▸ Supplied material
-- Opening Marker --
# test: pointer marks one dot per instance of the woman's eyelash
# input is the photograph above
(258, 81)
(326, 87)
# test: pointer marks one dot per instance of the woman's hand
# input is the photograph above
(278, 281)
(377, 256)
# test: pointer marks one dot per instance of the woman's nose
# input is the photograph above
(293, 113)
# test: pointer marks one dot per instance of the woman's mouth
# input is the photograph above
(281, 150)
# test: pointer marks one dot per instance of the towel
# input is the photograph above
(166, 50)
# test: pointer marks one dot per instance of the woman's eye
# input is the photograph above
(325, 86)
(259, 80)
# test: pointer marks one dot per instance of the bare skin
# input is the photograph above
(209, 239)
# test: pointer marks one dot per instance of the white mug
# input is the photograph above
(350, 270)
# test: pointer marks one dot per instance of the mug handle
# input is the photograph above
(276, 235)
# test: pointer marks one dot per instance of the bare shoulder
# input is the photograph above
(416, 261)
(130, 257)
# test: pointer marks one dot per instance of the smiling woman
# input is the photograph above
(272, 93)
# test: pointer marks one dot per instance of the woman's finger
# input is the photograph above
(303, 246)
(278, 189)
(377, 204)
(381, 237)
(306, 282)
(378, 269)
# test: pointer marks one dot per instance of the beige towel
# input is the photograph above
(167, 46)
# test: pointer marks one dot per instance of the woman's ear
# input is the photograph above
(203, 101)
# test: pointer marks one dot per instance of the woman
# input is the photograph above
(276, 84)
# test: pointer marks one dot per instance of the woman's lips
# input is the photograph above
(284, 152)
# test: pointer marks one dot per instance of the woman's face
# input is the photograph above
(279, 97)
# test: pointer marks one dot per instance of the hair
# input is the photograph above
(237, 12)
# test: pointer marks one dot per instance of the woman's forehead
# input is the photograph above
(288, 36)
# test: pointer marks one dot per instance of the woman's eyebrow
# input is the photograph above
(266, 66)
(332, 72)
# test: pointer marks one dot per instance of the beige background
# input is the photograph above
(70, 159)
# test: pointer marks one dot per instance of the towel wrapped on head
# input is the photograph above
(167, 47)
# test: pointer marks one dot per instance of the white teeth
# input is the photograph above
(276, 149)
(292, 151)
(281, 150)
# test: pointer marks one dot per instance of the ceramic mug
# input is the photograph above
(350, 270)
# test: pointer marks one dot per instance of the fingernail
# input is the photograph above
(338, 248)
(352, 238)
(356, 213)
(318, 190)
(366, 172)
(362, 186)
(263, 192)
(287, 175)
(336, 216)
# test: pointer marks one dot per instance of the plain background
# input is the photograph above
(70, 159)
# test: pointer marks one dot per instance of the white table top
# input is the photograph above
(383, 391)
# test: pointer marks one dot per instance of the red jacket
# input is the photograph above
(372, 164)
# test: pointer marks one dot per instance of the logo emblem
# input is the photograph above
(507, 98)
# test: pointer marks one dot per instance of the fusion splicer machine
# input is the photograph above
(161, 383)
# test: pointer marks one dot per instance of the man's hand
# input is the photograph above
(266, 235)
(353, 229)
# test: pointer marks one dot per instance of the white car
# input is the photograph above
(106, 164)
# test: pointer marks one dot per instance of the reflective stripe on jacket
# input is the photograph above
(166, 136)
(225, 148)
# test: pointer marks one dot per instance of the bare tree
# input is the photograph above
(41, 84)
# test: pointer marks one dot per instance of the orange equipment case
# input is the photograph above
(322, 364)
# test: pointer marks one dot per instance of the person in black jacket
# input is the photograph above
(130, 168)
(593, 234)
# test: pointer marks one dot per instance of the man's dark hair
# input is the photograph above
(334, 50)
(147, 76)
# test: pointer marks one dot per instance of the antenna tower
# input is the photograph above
-- Closing Marker --
▸ Try it
Pull every line containing the word "hair" out of the listing.

▸ Written answer
# test: pointer marks one dot per instance of the hair
# test: pointer marks one dot per instance of the man's dark hair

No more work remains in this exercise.